++++ MATERIAL PROVIDED

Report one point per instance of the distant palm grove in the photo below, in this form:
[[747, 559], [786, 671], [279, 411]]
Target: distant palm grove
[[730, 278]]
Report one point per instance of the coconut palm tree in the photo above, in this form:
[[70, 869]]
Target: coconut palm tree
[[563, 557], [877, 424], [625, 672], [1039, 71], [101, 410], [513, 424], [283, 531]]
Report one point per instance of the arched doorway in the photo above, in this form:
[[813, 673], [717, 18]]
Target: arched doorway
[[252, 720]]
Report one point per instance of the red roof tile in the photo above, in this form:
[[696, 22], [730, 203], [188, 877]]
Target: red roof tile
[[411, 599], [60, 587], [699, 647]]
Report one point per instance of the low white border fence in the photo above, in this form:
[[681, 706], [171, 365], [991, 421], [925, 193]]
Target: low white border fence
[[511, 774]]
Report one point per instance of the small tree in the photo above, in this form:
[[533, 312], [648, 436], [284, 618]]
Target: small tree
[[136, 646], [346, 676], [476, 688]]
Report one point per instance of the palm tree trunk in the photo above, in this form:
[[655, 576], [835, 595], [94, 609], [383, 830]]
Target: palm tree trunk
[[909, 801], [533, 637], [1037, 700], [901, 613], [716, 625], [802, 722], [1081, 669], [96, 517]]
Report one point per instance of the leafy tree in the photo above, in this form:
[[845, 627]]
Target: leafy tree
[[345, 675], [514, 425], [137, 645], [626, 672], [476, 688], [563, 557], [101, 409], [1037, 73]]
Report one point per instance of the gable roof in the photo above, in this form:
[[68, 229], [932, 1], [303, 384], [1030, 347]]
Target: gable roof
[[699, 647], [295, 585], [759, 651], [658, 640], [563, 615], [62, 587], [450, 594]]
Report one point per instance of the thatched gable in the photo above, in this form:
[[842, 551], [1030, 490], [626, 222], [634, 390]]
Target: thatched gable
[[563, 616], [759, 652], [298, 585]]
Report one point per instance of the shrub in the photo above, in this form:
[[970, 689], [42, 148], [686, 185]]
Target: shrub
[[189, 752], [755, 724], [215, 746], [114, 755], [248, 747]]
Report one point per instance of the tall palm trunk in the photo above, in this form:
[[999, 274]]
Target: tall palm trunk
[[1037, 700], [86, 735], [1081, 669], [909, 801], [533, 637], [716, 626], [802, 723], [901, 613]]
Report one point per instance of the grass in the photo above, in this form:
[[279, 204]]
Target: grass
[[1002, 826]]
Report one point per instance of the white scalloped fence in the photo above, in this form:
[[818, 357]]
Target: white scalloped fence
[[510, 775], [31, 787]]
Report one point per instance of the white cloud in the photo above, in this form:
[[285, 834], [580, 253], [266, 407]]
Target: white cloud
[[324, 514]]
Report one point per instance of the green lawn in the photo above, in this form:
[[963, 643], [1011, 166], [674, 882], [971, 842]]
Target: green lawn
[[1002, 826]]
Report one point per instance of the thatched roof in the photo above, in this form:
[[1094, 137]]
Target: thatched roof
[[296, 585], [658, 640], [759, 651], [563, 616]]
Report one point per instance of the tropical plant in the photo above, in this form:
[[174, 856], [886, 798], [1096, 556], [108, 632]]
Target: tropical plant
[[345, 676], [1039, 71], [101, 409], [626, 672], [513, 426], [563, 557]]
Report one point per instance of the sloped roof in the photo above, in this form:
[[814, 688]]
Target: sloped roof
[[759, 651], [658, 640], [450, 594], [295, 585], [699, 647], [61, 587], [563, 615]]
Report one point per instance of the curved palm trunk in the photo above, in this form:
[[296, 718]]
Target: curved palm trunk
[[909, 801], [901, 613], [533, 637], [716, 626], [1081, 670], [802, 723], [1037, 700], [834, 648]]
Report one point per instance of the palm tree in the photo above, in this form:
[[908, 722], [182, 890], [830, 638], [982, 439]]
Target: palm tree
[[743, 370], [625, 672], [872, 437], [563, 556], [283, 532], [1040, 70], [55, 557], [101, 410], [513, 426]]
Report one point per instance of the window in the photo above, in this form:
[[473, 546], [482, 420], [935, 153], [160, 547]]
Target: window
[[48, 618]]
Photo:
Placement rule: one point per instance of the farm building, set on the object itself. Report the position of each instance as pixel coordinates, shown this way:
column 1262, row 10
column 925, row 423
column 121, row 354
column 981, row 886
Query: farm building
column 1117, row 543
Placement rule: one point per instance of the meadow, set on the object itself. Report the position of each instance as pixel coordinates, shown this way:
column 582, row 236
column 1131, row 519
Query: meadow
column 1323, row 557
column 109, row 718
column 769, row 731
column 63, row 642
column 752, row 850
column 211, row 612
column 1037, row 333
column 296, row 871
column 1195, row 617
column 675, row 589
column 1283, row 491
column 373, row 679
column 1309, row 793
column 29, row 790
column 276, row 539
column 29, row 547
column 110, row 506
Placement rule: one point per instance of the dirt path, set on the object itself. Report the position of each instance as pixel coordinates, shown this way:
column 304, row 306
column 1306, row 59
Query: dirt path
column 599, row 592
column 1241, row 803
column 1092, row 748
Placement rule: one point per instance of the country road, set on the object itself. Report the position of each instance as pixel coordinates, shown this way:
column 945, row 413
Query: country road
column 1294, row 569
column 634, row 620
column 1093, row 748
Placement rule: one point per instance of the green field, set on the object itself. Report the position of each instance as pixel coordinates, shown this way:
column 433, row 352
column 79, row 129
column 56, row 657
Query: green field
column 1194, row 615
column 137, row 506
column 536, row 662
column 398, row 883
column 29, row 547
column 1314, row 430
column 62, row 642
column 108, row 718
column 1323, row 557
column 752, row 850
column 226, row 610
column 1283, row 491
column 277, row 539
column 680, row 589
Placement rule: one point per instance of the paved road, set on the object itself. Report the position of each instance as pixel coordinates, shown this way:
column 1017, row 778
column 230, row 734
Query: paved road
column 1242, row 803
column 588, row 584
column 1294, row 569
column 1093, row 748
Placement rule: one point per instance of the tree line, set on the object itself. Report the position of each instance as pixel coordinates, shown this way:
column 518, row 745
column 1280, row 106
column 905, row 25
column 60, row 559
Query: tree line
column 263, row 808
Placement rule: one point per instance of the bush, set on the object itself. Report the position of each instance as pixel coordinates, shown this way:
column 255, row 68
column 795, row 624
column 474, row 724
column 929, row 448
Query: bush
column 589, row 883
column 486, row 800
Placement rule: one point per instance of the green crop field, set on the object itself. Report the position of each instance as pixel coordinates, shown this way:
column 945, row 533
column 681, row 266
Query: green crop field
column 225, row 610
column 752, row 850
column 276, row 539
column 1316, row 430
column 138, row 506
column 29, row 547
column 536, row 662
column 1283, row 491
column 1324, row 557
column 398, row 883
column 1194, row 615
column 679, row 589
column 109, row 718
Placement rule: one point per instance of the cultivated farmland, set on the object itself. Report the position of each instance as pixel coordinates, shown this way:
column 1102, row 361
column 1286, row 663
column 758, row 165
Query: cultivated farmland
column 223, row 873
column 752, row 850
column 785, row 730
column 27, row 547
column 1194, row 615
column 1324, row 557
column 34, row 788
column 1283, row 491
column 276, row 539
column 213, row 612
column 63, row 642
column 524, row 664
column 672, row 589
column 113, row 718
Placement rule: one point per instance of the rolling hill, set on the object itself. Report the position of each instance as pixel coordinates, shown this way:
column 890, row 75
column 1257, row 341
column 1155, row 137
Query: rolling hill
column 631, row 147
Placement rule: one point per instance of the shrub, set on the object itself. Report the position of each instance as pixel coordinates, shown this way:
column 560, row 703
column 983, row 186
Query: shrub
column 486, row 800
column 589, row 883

++++++++

WORK INSTRUCTIONS
Copy range, inclusive: the line holding "Target: green lawn" to the line holding "[[174, 856], [886, 798], [1096, 556], [108, 632]]". Reproduce exactly those lines of the records above and no others.

RESPONSE AREA
Target: green lawn
[[1002, 826]]
Report one point per instance of the thatched roof in the photo above, in this form:
[[1094, 137]]
Target: thatched roof
[[296, 585], [658, 640], [759, 651], [563, 616]]
Report one point per instance of the tropical plant in the photo above, in this form:
[[174, 856], [886, 798], [1096, 556], [108, 632]]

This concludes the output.